§ What is needed
Each line below should be repeated exactly as written, with no pictures carried over.

____ Source records

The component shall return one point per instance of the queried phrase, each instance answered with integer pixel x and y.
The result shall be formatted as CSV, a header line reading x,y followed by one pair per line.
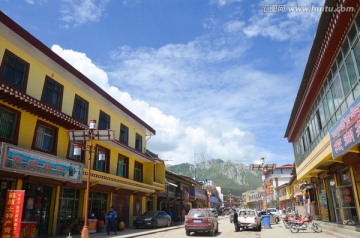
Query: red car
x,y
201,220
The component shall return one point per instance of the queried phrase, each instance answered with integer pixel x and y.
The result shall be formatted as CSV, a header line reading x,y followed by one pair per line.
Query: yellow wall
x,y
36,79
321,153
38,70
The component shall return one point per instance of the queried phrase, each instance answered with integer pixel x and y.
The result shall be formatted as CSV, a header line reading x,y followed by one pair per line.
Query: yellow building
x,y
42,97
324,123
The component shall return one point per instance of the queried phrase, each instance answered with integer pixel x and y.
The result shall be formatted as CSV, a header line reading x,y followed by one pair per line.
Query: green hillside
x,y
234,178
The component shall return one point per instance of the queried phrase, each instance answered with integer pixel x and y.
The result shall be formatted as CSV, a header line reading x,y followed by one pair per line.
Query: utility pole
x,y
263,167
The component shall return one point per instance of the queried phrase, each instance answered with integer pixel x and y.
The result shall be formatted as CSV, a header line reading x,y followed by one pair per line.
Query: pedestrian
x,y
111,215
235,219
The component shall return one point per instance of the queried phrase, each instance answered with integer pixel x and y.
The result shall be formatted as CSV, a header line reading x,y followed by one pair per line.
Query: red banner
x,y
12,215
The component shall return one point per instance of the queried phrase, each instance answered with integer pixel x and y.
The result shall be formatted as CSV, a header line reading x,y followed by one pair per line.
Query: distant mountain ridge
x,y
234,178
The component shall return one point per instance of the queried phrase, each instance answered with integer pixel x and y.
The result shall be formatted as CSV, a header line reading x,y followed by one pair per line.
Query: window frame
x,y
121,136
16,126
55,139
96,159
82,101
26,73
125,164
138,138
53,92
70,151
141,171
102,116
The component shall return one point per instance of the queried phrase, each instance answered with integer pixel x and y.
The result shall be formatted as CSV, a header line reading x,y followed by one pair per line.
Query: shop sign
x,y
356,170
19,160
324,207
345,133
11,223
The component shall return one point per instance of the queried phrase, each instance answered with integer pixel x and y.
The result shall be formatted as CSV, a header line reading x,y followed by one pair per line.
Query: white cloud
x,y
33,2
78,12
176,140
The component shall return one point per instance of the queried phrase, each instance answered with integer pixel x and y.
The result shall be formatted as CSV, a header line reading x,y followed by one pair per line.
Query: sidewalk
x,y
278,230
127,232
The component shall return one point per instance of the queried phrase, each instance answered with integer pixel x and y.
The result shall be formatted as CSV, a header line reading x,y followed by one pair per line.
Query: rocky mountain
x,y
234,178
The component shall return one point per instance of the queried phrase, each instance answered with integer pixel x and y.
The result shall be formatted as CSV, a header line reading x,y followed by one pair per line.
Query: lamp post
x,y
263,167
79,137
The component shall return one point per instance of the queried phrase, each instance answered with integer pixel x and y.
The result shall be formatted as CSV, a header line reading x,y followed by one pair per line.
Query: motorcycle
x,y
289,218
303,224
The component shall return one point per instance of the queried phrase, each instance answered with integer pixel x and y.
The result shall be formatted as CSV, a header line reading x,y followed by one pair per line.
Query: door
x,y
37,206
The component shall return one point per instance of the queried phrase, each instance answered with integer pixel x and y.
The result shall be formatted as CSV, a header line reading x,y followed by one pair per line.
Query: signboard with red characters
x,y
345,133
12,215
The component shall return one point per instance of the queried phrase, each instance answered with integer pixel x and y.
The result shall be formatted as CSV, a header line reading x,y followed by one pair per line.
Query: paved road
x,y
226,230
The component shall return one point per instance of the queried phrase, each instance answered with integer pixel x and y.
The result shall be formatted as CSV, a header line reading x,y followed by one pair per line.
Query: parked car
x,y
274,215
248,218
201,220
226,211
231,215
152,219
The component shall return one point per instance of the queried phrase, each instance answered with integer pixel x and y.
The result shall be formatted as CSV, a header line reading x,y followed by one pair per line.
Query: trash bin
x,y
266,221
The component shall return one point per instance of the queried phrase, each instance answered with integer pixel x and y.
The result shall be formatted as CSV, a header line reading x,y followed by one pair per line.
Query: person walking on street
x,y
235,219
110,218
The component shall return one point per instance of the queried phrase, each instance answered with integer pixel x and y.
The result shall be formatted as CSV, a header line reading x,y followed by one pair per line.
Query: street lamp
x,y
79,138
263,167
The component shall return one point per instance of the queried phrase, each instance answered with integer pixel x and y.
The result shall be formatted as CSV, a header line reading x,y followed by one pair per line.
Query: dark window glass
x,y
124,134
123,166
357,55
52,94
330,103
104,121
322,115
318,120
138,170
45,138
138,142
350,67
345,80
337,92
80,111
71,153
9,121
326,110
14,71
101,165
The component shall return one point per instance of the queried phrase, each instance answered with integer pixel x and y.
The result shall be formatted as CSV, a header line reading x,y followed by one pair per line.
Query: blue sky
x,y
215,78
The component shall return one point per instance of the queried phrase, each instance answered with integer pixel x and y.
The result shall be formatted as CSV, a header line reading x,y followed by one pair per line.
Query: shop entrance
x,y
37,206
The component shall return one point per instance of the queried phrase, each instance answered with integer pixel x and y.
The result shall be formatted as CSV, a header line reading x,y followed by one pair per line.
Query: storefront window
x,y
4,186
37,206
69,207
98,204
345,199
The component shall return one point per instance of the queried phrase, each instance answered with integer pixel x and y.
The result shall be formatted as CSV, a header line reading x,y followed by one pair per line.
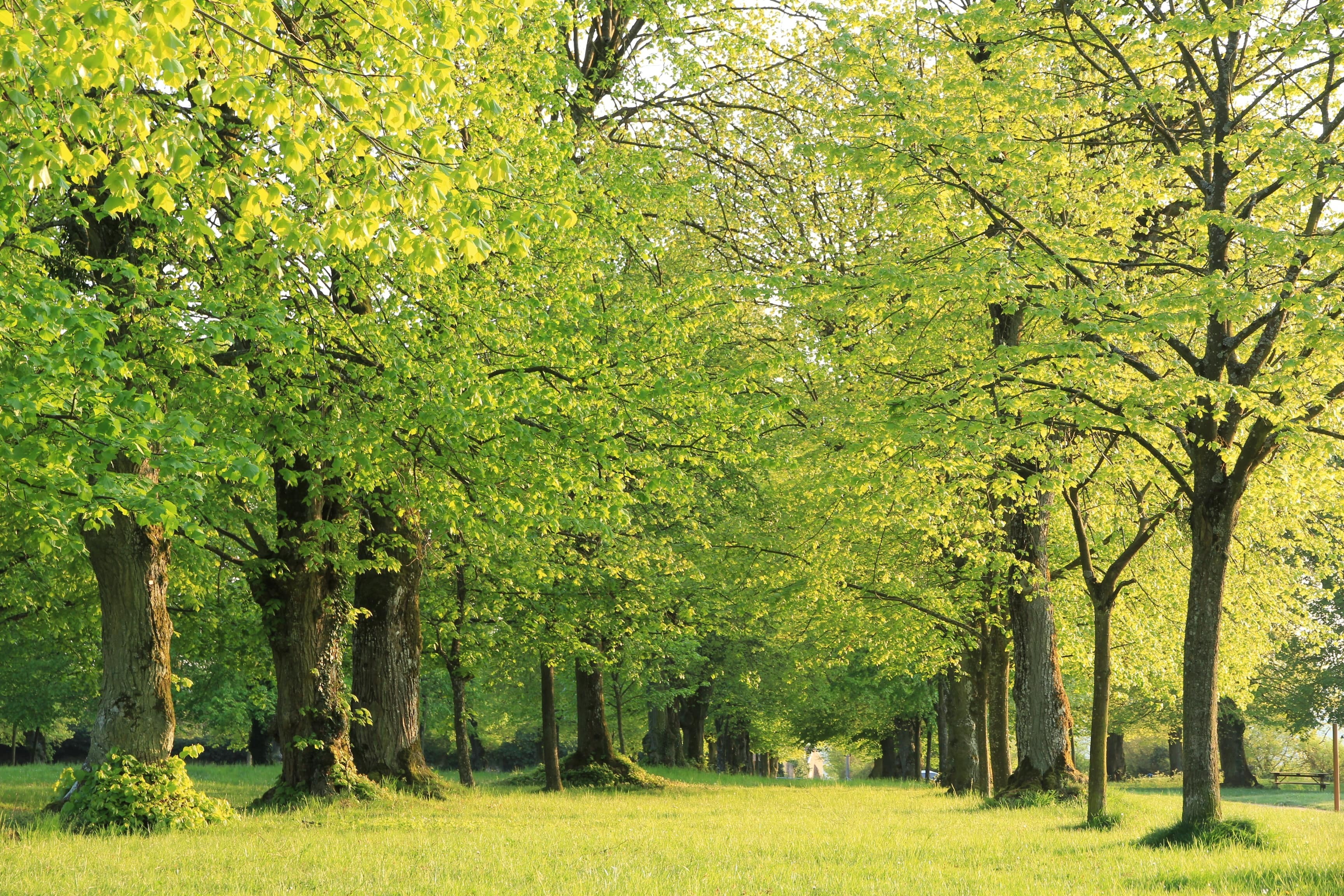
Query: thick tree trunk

________

§ Exercise response
The component shall return one point per instance of the queried phrase, each instance answered with integer pixel x and y.
The result shall be formatted as CSV, a header line reading x,y followed by one pair per line.
Query: red car
x,y
201,220
The component shall return one point per instance of the queried phrase, each instance answered with integer pixel x and y.
The result shall be formatted as CSV, a header line reading x,y followed by one pair per line.
Query: yellow wall
x,y
36,79
321,153
38,70
The component shall return one point per instance of the queried phrase, each instance answered with integer pixel x and y.
The result shall be formatted as CSV, a header line reading x,y followed by one pair per line.
Query: yellow building
x,y
42,97
324,123
The component shall return one point per instance of the queried phrase, each instance answered with integer pixel x and y.
The result shall be formatted as CSV, a header line reading x,y followed by one pair per line.
Query: green hillside
x,y
234,178
The component shall return one point per instance of the queried phrase, each instance answered with integer pixel x and y.
The result shall be formatted as CSV, a header line reading x,y followed by one pair per line.
Query: utility pole
x,y
263,167
The component shall return one point per instance of the queried phrase, each instance answered with integer pixel x and y.
The result shall be formatted as CSV, a header line reading x,y followed by one pair per line.
Query: pedestrian
x,y
111,215
235,219
The component shall return one point per instance of the queried phrase, each instance answered with integer pixel x and y.
The result shall be formatted as CSV, a header line reading x,y followed by one pair per line.
Query: red banner
x,y
12,215
The component shall return one point per instance of the queried phrase, each instance answered with integer pixel x and y.
The result shall be formatted as CSV, a header line reading x,y followed by one pair per line.
Query: distant mountain ridge
x,y
234,178
The component shall return one point per instance of the queried phrase, each instance answered with integer pixel x and y.
The result shall be formatted as CSV, a header line reading x,y followed by one pair per line.
Query: window frame
x,y
121,136
16,126
55,139
96,159
82,101
26,73
125,164
138,138
53,92
70,151
141,171
102,116
The component shall return one point per instance of the queried phrase, each instance answered with integer pixel x and y.
The result shall be formatted as CSV, a header line reading x,y followed by one pair per line.
Query: shop sign
x,y
356,170
19,160
324,207
345,133
11,223
The component shall return one point per instance of the queried phrase, each instance answered with integer pixel x and y.
The result shall be formatted as CSV, a header line reading x,y followed by one pair per line.
Query: white cloud
x,y
33,2
78,12
176,140
The component shall return one point per instance of the queried phrase, each instance answered with integer pixel x and y.
The result shall be formatted as CSV, a header line reading x,y followed by one pair per line.
Query: sidewalk
x,y
278,230
127,232
The component shall return one point per instance of the queried phrase, each instance answered with integer pixel x and y.
The result shall be formatted as CSV, a header line reading x,y followed by one pair per line.
Query: rocky mountain
x,y
234,178
The component shall return one point per instance of the queried phrase, each instance answered with integer pixel x and y.
The result shall be formatted as CSV, a header line reading x,y followed by one pair per line.
Query: lamp post
x,y
263,167
79,137
The component shall return one point per instance of the queried phrase, each instance answered with integer pixel x and y.
The result shall be formatted as CSV, a header line reading x,y followed by one pair per line.
Query: motorcycle
x,y
289,218
303,224
The component shall return one point per instance of the queried phrase, each instance answered with integer pixel x and y.
The result shall be formatted as CSV, a header line reading x,y followed by one pair per line.
Query: door
x,y
37,206
The component shall return one point per instance of the queried phrase, each instance answered with integer pixel x and y.
The result shall be formatted as CSV, a header line reading x,y followed by one pair per line.
Query: signboard with red characters
x,y
345,133
12,215
The component shall return one point per instance of the queried phrase, each instance answered with integer pixel x and y.
The result shall be formatted as CSV, a header line reading x,y followed by one pair per line.
Query: paved road
x,y
226,230
The component shall return one point per instance of the queried phrase, each instance answered with integer pixel x and y.
The result shall be formatted as CSV, a header line reading x,y followed by one pair per line.
Query: parked car
x,y
274,215
248,218
201,220
226,211
231,215
152,219
The component shall return one point per instance of the queried phrase, each instance answered with integer pixel x and y.
The result shall be formatted as CSV, a header line reading x,y followed by one pair per line.
Query: trash bin
x,y
266,221
The component shall return one point per instance of the queried phrase, each instance answered with integer pixel x and y.
The result shall be formatted as CSV, a header line reading x,y followed by one pair per line.
Query: person walking on street
x,y
235,219
110,218
The component shall return one point per instance of the queried phrase, each instance answered with integer pixel x and y.
The result shall be formatted as CSV, a header line reading x,y followed by one pair per line.
Query: street lamp
x,y
79,138
263,167
The component shall return one point per instance of the queried phrase, each instance answered with integer pixel x and y.
The result shall be formatted as CSV, a header line reading x,y followed by one pair per line.
Query: dark window glass
x,y
124,134
123,166
357,55
52,94
330,103
104,121
322,115
318,120
138,170
45,138
138,142
350,67
345,80
337,92
80,111
71,153
9,121
326,110
14,71
101,165
The component shall return one point per instance of the queried phrase, each instance answered with integer pixel x and y.
The result shall be formatted as CSV, a header line reading x,y followed by one pair per line.
Query: blue sky
x,y
215,78
The component shall return one point per instance of the queried phrase, each instance answered with integer pixel x and y.
The result shall be formatted as CSV, a header line reading x,y followed by one pair per line.
Query: shop entrance
x,y
37,206
The component shall return one point per instance of the queried phrase, each instance answered with integer pixel x and y.
The result shall be formatted as CSV, a header line reading x,y followed by one pair per line.
Query: storefront window
x,y
4,186
37,206
69,207
98,204
345,199
The component shall return one point per instance of the queried phrase, each instance answered with integer pixel x and y.
The result shall be formatted as CSV, a header line reading x,y followed by one pair per line.
Query: thick tree trunk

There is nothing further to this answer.